=== Excerpt to read ===

River port of the ancient Rome

The Emporium was the river port of the ancient Rome, that rose approximately between the Aventine Hill and the Rione Testaccio (the Rione takes its name from the hill made of broken amphorae, originated by the wastes from the trade activities of the port).

==History==
Since the beginning of the 2nd century BC, the impetuous economic and demographic development had made the former river port in the Forum Boarium totally inadequate: moreover, it could not be enlarged due to its vicinity to the hills. Therefore, in 193 BC the censors Lucius Aemilius Lepidus and Lucius Aemilius Paulus established to face the problem by building a new port within a free area on the border of the town, south of the Aventine Hill. On that occasion the Porticus Aemilia was also erected.

In 174 BC the Emporium was paved with stones and divided with walls and ladders descending to the Tiber. Here there was the docking place of the wares and raw materials (especially marbles, wheat, wine, oil); they reached the harbor of Ostia by sea and went up the river on barges pulled by buffaloes (towpath). During the centuries, the fragments of the amphorae (then used as containers for the handling of liquid foods), were clumped until they created the still-existing hill of shards: the ancient name of Mons Testaceum ("Hill of Shards") derived from it. The number of stacked-up amphorae is estimated to be about 25 million.

During the reign of Trajan, new opus mixtum structures were erected, while the plain of Testaccio was gradually filled with warehouses, especially for foodstuffs, with a huge hike when free distributions of wheat and other foodstuffs to citizens began to take place, starting from the age of Tiberius and Gaius Gracchus (Horrea Sempronia, Galbana, Lolliana, Seiana, Aniciana).

The port was first excavated in 1868–1870, during the damming works, and then in 1952. Now there are few visible stretches, bricked in the wall of Lungotevere Testaccio: a quay 500 m long and 90 m deep, with steps and ramps toward the river, with bulging travertine blocks having holes for ships mooring, very similar – though not so well preserved – to the one in the Roman port of Aquileia.
During the building of modern Testaccio quarter, several remains of warehouses have come to light: among them, the tomb of the consul Servius Sulpicius Galba, one of the most ancient known individual sepulchres.

=== Given data ===

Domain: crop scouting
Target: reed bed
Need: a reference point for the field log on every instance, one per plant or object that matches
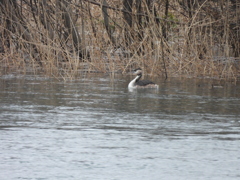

===

▶ [Task list]
- 1) In the text on the Emporium, in what year did the censors decide to build the new port south of the Aventine Hill?
- 2) Reproduce the passage of the Emporium text between "During the reign" and "Lolliana, Seiana, Aniciana).", inclusive.

▶ [Solutions for each task]
- 1) 193 BC

- 2)
During the reign of Trajan, new opus mixtum structures were erected, while the plain of Testaccio was gradually filled with warehouses, especially for foodstuffs, with a huge hike when free distributions of wheat and other foodstuffs to citizens began to take place, starting from the age of Tiberius and Gaius Gracchus (Horrea Sempronia, Galbana, Lolliana, Seiana, Aniciana).